# INSTRUCTIONS FOR THE TASK:
Reproduce verbatim the stretch from the line containing "Pick out the wooden sign." through the end of the entries, leaving the pictures out.

# LISTING:
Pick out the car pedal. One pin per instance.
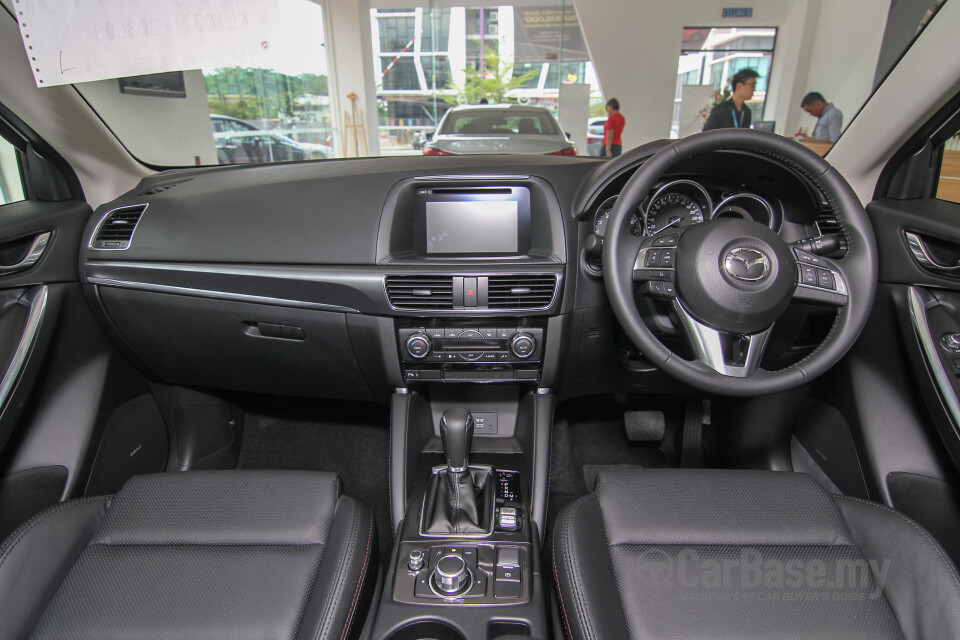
(691, 446)
(644, 426)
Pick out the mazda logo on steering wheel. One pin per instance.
(746, 264)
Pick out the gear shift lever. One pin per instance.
(456, 432)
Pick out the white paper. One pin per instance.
(69, 41)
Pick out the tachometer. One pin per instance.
(672, 210)
(603, 216)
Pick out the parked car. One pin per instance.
(595, 135)
(501, 129)
(240, 142)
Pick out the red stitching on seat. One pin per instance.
(556, 580)
(348, 623)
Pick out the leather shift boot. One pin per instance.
(459, 503)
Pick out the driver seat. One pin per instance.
(745, 554)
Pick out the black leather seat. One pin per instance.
(746, 554)
(205, 554)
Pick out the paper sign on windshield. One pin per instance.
(69, 41)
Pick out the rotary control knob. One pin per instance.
(522, 345)
(418, 345)
(451, 575)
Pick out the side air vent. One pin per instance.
(420, 292)
(521, 291)
(116, 229)
(160, 188)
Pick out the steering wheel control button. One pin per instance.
(450, 575)
(826, 280)
(415, 560)
(669, 240)
(809, 258)
(523, 345)
(951, 342)
(667, 258)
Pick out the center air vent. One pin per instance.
(521, 291)
(116, 229)
(420, 292)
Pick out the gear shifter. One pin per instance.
(456, 432)
(459, 500)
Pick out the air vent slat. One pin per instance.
(116, 230)
(521, 292)
(420, 292)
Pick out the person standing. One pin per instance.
(612, 128)
(829, 119)
(733, 113)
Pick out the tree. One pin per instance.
(493, 81)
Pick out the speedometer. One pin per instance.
(672, 210)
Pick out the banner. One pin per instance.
(543, 34)
(69, 41)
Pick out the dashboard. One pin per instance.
(347, 279)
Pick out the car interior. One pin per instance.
(707, 389)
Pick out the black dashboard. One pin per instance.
(350, 278)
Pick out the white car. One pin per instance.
(500, 129)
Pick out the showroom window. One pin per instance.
(709, 57)
(11, 182)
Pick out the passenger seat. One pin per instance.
(201, 554)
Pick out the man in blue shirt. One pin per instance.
(829, 118)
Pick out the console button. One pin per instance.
(511, 574)
(508, 557)
(507, 589)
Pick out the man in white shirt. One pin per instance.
(829, 119)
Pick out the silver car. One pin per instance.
(500, 129)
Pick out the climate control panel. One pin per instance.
(472, 353)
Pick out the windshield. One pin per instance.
(328, 83)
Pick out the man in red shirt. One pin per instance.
(612, 128)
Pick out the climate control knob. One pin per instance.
(523, 345)
(418, 346)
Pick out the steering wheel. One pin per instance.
(729, 281)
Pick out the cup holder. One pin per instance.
(426, 630)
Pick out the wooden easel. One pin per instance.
(354, 122)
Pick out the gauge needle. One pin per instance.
(672, 222)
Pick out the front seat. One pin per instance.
(198, 554)
(745, 554)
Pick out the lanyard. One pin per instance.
(736, 122)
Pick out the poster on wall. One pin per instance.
(543, 34)
(69, 42)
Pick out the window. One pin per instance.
(11, 182)
(948, 188)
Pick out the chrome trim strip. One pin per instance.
(219, 295)
(471, 177)
(36, 298)
(103, 219)
(36, 250)
(920, 301)
(708, 345)
(472, 311)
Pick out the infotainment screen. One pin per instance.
(491, 221)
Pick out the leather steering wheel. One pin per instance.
(729, 281)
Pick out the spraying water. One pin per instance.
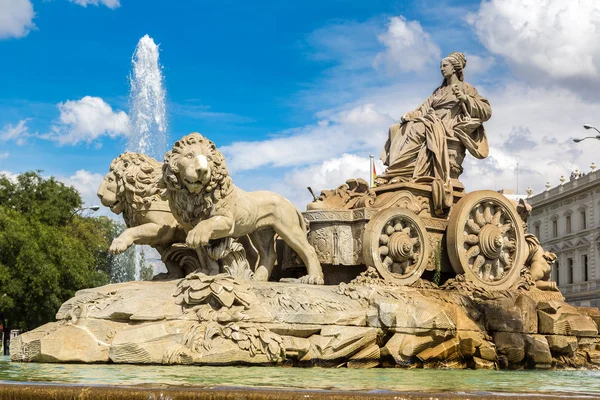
(147, 120)
(147, 113)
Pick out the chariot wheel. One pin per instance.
(486, 240)
(396, 244)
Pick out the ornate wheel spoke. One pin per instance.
(478, 217)
(486, 240)
(396, 244)
(473, 227)
(473, 251)
(487, 213)
(472, 239)
(496, 218)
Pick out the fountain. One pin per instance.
(415, 273)
(147, 111)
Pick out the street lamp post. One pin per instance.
(586, 126)
(93, 208)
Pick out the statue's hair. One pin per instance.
(459, 62)
(139, 183)
(191, 207)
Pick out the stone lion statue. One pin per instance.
(132, 188)
(209, 207)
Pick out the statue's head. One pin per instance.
(453, 64)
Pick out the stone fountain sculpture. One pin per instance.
(419, 273)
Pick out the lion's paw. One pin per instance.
(312, 280)
(197, 238)
(118, 246)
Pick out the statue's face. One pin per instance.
(446, 68)
(194, 167)
(107, 193)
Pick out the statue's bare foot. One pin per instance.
(312, 280)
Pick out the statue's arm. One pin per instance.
(477, 106)
(419, 111)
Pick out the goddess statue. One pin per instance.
(431, 140)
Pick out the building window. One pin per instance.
(569, 270)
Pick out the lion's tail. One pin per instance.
(303, 222)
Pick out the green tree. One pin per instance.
(47, 251)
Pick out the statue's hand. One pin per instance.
(459, 93)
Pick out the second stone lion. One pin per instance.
(209, 207)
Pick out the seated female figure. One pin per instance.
(418, 145)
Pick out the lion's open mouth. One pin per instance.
(193, 183)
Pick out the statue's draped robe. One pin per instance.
(419, 148)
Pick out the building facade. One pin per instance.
(566, 219)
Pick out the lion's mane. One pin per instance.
(192, 207)
(139, 183)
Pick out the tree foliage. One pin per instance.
(47, 250)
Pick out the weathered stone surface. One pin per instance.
(440, 352)
(591, 312)
(505, 315)
(562, 344)
(480, 363)
(511, 345)
(369, 357)
(147, 343)
(487, 351)
(537, 349)
(558, 318)
(440, 330)
(27, 346)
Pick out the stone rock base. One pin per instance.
(217, 320)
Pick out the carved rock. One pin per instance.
(219, 320)
(510, 345)
(558, 318)
(537, 349)
(505, 315)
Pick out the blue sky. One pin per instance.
(299, 93)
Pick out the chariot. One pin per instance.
(395, 229)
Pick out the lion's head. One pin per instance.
(133, 184)
(195, 173)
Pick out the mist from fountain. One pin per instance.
(147, 111)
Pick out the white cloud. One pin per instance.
(86, 120)
(112, 4)
(408, 47)
(558, 38)
(10, 175)
(16, 18)
(477, 65)
(86, 183)
(328, 174)
(338, 132)
(17, 132)
(533, 127)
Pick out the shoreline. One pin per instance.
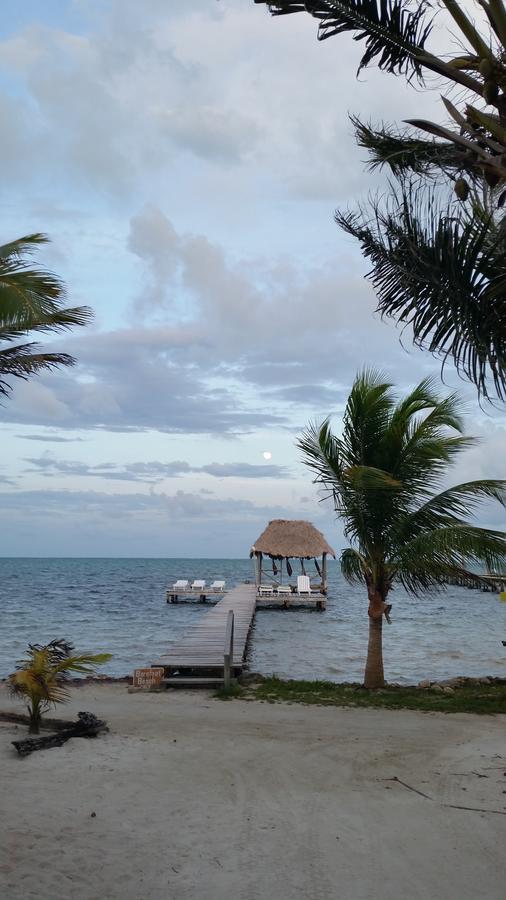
(191, 798)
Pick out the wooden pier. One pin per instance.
(215, 647)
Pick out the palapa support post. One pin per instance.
(324, 573)
(228, 656)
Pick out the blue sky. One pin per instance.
(186, 161)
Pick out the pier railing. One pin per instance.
(228, 656)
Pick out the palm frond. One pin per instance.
(24, 360)
(405, 153)
(394, 35)
(31, 299)
(442, 272)
(431, 555)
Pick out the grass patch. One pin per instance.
(470, 698)
(235, 690)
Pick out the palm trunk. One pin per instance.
(34, 724)
(374, 676)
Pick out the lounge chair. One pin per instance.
(218, 587)
(198, 586)
(181, 585)
(303, 585)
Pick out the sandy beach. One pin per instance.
(199, 799)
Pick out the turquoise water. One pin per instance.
(118, 605)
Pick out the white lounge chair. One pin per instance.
(303, 585)
(180, 585)
(199, 586)
(218, 587)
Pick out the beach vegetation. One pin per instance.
(232, 692)
(383, 475)
(41, 679)
(467, 695)
(436, 238)
(32, 300)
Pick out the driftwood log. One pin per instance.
(87, 726)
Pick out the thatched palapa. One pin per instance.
(291, 538)
(286, 539)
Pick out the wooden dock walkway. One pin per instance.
(200, 656)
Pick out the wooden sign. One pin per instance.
(148, 678)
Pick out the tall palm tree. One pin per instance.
(437, 248)
(31, 299)
(381, 475)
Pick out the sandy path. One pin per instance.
(196, 799)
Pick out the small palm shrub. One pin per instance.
(42, 678)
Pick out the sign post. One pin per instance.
(148, 678)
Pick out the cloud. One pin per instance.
(94, 523)
(49, 438)
(150, 472)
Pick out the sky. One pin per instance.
(186, 160)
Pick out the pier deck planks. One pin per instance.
(204, 645)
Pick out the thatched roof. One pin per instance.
(284, 538)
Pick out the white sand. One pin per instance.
(197, 799)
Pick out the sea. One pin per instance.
(119, 606)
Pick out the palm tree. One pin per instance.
(42, 678)
(437, 248)
(31, 299)
(381, 475)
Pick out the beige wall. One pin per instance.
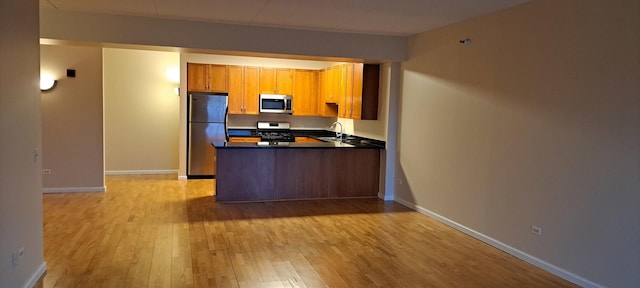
(534, 123)
(141, 111)
(20, 171)
(201, 36)
(72, 130)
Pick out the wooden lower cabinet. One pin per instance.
(254, 174)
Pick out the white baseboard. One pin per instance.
(35, 276)
(141, 172)
(74, 189)
(564, 274)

# EXERCISE SOLUTION:
Pick out the wooden sign. One pin per instance.
(148, 678)
Pick out the tall palm tree. One pin per instance.
(437, 248)
(31, 299)
(381, 475)
Pick out the sandy path. One pin per instance.
(196, 799)
Pick out the small palm shrub. One pin per instance.
(42, 678)
Pick out the sign post. One pin per instance.
(148, 678)
Pick out the cloud. One pin per instance.
(94, 523)
(49, 438)
(150, 472)
Pick out the sky. One pin per instance.
(186, 160)
Pick out the pier deck planks. One pin per instance.
(204, 645)
Pick out the thatched roof. One pin per instance.
(284, 538)
Pick out the white sand. One pin per instance.
(197, 799)
Pick out the sea. One pin per instance.
(119, 606)
Pick out the palm tree. One pin per instance.
(42, 678)
(437, 248)
(31, 299)
(381, 475)
Pick out the beige wall. One pin per instance.
(534, 123)
(141, 111)
(20, 171)
(201, 36)
(72, 130)
Pick out the wooden lower cabinet. One pin per instance.
(254, 174)
Pick out the white baseboard. One pin per instance.
(35, 276)
(141, 172)
(74, 189)
(564, 274)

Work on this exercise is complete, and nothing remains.